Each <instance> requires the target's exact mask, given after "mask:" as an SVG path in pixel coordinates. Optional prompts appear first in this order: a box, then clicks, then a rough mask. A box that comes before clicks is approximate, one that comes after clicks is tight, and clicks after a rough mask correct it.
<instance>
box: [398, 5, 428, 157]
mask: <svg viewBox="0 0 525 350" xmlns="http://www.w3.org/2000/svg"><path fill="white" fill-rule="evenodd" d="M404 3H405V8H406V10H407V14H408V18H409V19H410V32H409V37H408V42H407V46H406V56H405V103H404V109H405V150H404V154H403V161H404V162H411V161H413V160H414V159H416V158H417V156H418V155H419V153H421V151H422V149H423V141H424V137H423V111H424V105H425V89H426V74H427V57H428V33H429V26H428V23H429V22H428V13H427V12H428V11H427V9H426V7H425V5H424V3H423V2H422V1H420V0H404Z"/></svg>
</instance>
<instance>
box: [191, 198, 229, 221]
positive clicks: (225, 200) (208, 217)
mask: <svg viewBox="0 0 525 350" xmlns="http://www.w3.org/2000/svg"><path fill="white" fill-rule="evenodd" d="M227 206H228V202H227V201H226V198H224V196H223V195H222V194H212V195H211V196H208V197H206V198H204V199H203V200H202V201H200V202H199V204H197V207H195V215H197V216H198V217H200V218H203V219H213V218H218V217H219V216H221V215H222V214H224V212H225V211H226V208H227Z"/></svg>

.....

:: WHAT YOU SHOULD DO ::
The entries above must each be repeated exactly.

:: ANSWER SECTION ::
Each <instance> requires the target's exact mask, given after "mask:" as an SVG path in pixel coordinates. Optional prompts appear first in this order: a box, then clicks, then a rough mask. A box that comes before clicks is approximate, one that comes after clicks is tight, and clicks after a rough mask correct it.
<instance>
box: [398, 5, 428, 157]
mask: <svg viewBox="0 0 525 350" xmlns="http://www.w3.org/2000/svg"><path fill="white" fill-rule="evenodd" d="M404 3H405V8H406V10H407V14H408V18H409V19H410V32H409V37H408V42H407V46H406V56H405V103H404V109H405V150H404V154H403V161H404V162H411V161H413V160H414V159H416V158H417V156H418V155H419V153H421V151H422V149H423V141H424V137H423V111H424V105H425V89H426V74H427V57H428V33H429V26H428V23H429V22H428V13H427V12H428V11H427V9H426V7H425V5H424V3H423V2H422V1H420V0H404Z"/></svg>
</instance>
<instance>
box: [191, 198, 229, 221]
positive clicks: (225, 200) (208, 217)
mask: <svg viewBox="0 0 525 350" xmlns="http://www.w3.org/2000/svg"><path fill="white" fill-rule="evenodd" d="M227 206H228V202H227V201H226V198H224V196H223V195H222V194H212V195H211V196H208V197H206V198H204V199H203V200H202V201H200V202H199V204H197V207H195V215H197V216H198V217H200V218H203V219H213V218H218V217H219V216H221V215H222V214H224V212H225V211H226V208H227Z"/></svg>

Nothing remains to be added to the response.